## [Do this]
In the magazine article on public records, which reporter did Tim Reiterman send to follow the paper trail after the apartment fire?

## [Page text]
○ ○ ○ ○

Magazine article Editor & Publisher

Importance of Public Records Should Not Be Overlooked

Magazine article Editor & Publisher

Importance of Public Records Should Not Be Overlooked

Article excerpt

WHEN AN APARTMENT building burned to the ground, killing 10 people near downtown Los Angeles last May, the local media covered the story extensively.

One television station abandoned all other news coverage in order to bring viewers live reporting of the unfolding tragedy. The stories generated by the fire were dramatic and well-written but it was not until the next day that one newspaper really took the reporting lead.

While other media moved on to the next local disaster, Los Angeles Times editor Tim Reiterman dispatched reporter Claire Spiegel to sift, in a figurative sense, through the ashes. Spiegel, one of the paper's best investigative reporters, was told to follow any paper trail that could help readers better understand the tragedy.

○ ○ ○ ○

Image point annotation entries
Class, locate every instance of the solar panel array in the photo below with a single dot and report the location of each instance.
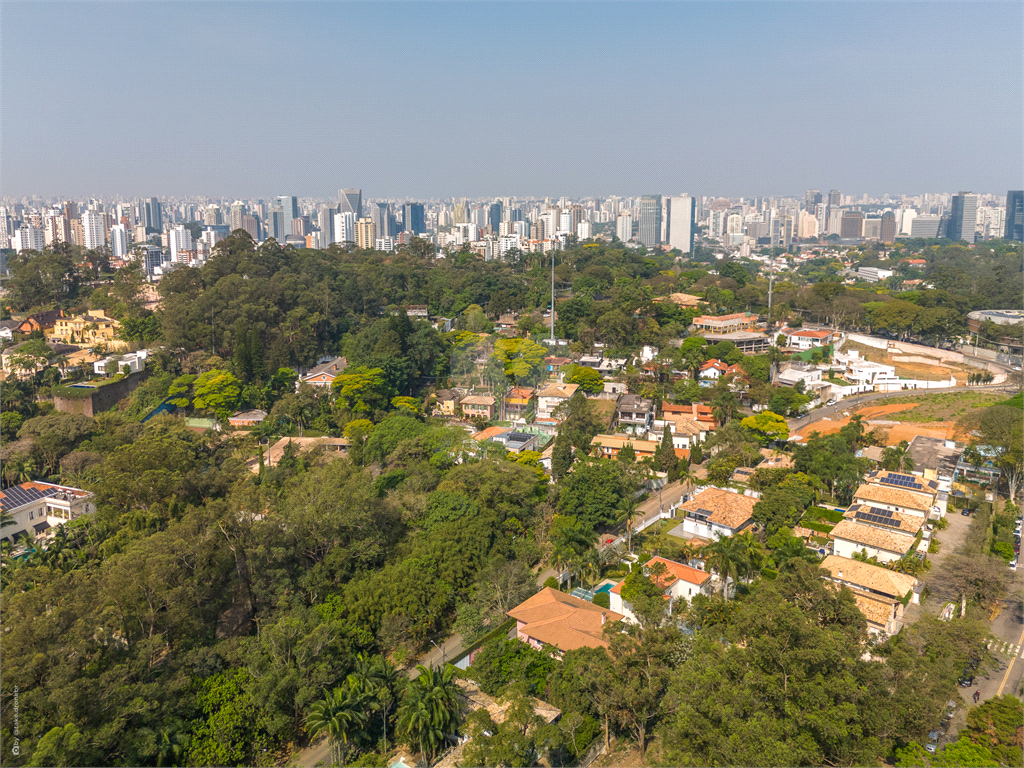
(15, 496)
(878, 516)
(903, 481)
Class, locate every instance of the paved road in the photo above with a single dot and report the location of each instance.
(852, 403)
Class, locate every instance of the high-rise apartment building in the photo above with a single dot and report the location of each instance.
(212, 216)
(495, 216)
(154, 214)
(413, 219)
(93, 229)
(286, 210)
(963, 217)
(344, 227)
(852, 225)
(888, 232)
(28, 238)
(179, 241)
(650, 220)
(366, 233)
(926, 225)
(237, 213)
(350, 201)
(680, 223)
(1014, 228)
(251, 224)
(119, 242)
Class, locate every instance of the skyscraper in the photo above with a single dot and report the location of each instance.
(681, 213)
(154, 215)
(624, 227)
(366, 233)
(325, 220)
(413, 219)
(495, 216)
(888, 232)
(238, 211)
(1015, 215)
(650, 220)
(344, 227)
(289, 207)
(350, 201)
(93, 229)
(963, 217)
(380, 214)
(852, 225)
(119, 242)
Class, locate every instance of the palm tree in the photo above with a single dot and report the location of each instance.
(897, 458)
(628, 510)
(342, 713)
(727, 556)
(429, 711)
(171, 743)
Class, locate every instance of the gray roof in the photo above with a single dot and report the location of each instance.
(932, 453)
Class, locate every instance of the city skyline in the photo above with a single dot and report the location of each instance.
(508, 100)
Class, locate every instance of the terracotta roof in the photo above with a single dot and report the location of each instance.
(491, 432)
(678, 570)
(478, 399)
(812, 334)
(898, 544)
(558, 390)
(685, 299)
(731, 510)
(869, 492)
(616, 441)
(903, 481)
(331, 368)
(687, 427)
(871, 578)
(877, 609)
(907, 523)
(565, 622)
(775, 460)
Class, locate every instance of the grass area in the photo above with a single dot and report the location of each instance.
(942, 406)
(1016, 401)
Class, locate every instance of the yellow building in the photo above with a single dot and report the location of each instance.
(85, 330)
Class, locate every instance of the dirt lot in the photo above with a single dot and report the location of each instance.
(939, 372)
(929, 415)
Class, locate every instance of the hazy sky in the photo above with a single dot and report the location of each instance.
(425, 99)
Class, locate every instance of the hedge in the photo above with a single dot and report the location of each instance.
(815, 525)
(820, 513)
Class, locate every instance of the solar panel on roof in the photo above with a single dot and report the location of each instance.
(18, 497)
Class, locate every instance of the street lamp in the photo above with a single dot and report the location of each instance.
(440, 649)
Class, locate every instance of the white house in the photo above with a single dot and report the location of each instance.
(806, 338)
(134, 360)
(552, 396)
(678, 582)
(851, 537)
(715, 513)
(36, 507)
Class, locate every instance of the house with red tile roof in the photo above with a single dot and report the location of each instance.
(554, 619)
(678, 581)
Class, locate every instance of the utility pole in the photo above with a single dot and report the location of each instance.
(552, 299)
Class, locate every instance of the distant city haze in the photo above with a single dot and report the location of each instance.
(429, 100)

○ ○ ○ ○

## [Response for this exercise]
Claire Spiegel